* Source text:
──────────────────────────────
Schneider Electric
Company Context
Schneider Electric is a French multinational specialising in energy management, electrification, and automation, headquartered in Rueil-Malmaison, France. With approximately 177,000 employees and revenues of around €40 billion, it serves industry, buildings, data centres, and infrastructure globally. Schneider was among the first companies worldwide to commit to net-zero targets under the SBTi Net-Zero Standard, with validated targets set in 2022 covering a 90% reduction in Scope 1 and 2 emissions by 2030 and full net-zero across its value chain by 2050.
Climate Strategy and Role of CDR
Schneider's climate strategy follows a tiered approach: deep operational emissions reductions first, with CDR used to neutralise residual emissions that cannot be eliminated. The company achieved carbon-neutral operations in 2025 and is targeting net-zero-ready operations by 2030. CDR is treated as a necessary complement to reductions, not a substitute. Schneider runs a dual-track portfolio, combining technology-based CDR with nature-based solutions through its investment in the Livelihoods Carbon Fund and its subsidiary EcoAct, an in-house carbon advisory and project development firm.
What they have bought
Schneider's CDR portfolio spans several removal methods. Its headline purchase is a long-term agreement with Climeworks for direct air capture and geological storage — Climeworks' largest portfolio sale to date at the time of signing — alongside contracted volumes of bioenergy with carbon capture and storage and enhanced rock weathering. The company has also made smaller purchases of biochar and biomass burial credits. Schneider Electric's individual purchases are tracked and publicly available on the CDR.fyi Leaderboard (see company page on CDR.fyi).
──────────────────────────────
* Excerpted data:
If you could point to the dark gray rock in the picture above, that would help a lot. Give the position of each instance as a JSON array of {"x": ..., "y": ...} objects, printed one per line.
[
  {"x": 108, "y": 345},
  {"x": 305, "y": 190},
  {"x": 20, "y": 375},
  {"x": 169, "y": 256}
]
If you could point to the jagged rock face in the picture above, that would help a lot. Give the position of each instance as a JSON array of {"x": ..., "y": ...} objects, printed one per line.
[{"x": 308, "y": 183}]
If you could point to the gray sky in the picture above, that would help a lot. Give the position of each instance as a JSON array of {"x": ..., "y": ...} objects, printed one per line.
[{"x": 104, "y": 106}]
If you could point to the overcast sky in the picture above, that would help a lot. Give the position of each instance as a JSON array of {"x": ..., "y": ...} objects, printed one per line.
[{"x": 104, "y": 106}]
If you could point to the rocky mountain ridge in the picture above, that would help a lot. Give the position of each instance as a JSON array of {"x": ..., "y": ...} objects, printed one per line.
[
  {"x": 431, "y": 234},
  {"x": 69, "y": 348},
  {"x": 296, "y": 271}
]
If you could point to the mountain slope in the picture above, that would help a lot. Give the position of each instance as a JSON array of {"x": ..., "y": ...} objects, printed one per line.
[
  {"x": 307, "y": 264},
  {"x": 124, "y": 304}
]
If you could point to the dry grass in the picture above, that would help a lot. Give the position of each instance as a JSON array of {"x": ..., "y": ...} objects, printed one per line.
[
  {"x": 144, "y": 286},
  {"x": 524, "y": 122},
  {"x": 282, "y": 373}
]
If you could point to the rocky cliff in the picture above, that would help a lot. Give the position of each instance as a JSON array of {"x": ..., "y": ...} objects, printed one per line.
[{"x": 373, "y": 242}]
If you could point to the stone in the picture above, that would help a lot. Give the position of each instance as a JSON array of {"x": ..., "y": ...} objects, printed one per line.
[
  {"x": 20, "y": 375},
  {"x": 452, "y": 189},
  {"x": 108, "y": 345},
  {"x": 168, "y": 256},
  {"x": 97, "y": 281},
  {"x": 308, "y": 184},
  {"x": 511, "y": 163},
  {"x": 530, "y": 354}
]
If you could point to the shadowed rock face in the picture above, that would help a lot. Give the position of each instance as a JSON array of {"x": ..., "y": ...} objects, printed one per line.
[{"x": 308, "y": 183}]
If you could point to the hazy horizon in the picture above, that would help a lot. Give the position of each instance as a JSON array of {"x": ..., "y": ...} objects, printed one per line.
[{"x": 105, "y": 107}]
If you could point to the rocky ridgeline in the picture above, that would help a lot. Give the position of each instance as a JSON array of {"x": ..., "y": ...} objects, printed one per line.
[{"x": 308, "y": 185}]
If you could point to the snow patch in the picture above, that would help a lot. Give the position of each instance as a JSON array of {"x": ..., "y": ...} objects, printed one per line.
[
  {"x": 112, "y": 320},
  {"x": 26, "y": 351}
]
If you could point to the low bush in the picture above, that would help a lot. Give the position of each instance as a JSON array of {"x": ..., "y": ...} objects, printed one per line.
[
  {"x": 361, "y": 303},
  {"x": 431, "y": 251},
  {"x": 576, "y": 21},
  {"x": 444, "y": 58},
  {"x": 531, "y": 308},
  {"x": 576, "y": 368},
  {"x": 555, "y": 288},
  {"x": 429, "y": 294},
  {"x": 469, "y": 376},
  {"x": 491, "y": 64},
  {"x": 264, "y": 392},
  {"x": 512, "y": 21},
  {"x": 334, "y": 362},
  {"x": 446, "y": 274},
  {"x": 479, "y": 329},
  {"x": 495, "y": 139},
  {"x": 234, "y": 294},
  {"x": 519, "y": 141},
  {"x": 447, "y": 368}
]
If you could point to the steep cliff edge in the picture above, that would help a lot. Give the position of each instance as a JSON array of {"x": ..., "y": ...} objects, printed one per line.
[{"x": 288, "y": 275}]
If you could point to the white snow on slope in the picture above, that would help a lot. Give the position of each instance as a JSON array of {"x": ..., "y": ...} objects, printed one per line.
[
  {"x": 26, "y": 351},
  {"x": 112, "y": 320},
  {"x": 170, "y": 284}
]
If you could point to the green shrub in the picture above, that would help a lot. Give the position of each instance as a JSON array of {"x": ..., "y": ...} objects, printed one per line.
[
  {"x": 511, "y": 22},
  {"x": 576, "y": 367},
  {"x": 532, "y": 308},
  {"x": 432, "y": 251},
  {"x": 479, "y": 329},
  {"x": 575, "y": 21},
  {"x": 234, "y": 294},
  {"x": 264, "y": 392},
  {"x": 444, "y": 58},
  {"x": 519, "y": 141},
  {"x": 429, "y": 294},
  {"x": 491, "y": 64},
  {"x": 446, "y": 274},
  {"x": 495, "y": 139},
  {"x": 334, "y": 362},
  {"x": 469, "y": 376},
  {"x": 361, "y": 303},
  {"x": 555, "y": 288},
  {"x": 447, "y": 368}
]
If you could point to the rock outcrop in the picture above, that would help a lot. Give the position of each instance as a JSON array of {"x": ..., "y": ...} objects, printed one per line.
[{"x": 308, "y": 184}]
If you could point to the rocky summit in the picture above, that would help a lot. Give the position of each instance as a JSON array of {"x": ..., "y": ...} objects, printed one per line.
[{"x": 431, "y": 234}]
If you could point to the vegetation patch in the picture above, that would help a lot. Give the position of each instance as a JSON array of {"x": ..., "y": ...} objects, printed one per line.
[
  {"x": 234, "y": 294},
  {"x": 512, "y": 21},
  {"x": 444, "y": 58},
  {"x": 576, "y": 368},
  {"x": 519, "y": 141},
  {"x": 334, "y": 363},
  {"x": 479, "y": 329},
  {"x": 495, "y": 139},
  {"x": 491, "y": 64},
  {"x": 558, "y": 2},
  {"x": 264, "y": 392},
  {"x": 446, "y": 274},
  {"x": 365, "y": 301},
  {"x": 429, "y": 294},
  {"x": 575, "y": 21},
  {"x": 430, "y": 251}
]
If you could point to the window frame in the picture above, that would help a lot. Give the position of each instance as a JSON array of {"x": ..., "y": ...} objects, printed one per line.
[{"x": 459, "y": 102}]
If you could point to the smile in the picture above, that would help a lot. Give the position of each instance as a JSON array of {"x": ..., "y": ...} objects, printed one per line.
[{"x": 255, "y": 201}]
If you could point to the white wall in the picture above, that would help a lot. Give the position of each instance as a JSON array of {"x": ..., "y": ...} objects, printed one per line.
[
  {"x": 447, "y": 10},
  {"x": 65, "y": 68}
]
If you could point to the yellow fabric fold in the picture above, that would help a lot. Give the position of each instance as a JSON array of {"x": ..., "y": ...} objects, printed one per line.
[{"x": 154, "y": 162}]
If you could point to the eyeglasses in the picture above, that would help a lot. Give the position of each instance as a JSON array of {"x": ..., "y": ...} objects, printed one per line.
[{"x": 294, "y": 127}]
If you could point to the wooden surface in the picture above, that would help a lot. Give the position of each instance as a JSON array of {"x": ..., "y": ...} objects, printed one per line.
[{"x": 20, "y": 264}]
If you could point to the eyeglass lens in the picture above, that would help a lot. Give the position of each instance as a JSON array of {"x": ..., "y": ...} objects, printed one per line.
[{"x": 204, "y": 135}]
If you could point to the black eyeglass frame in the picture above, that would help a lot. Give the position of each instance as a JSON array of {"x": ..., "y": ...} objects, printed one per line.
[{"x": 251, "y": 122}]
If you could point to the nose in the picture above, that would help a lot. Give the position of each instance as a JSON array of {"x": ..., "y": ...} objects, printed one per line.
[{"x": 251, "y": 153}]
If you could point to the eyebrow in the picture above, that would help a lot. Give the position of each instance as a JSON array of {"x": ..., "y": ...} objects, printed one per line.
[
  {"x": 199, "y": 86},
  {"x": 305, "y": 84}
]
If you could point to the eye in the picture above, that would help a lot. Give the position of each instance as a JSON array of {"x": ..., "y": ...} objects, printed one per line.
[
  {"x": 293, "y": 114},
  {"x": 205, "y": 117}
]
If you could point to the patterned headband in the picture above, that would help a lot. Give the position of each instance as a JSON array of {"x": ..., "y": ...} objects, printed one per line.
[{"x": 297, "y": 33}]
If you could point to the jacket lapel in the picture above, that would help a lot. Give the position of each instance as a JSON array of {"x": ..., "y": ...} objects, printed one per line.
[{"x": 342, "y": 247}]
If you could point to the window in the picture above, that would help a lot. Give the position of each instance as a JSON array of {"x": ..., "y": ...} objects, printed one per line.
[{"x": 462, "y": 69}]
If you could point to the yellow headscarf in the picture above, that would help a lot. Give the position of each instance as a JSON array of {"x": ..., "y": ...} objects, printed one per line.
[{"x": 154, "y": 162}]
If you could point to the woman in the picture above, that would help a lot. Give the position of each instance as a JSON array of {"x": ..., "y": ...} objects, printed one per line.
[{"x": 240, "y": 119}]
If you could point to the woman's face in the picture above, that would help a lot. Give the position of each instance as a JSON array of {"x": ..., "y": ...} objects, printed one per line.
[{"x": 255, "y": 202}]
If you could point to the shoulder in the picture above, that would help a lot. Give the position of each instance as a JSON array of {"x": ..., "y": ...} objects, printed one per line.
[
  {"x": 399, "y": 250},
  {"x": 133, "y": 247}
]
──────────────────────────────
* Assigned task 1:
Answer these questions from the Schneider Electric text:
(a) In which city is the company headquartered?
(b) In what year did the company achieve carbon-neutral operations?
(c) Which company is the partner in the long-term agreement for direct air capture and geological storage?
* Assigned task 2: Carry on with the Schneider Electric carbon removal text, beginning right after its final sentence.
The records play no part in any of the work here.

* Task output 1:
(a) Rueil-Malmaison, France
(b) 2025
(c) Climeworks

* Task output 2:
What we can learn from their approach
- Strategic supplier partnerships: Schneider's agreement with Climeworks includes active collaboration on DAC cost reduction and MRV improvement — positioning the company as a market-development partner rather than a passive buyer
- Portfolio diversification across durability tiers: Purchases span geological storage, biological removal, and soil-based approaches at different maturity and price points, reflecting a deliberate spread across CDR methods
- In-house carbon capability: Through EcoAct, Schneider has built internal expertise to source, evaluate, and develop carbon credit projects — an unusual advantage for an industrial company that enables more sophisticated procurement
Profile published on 20 April 2026, based on publicly available information.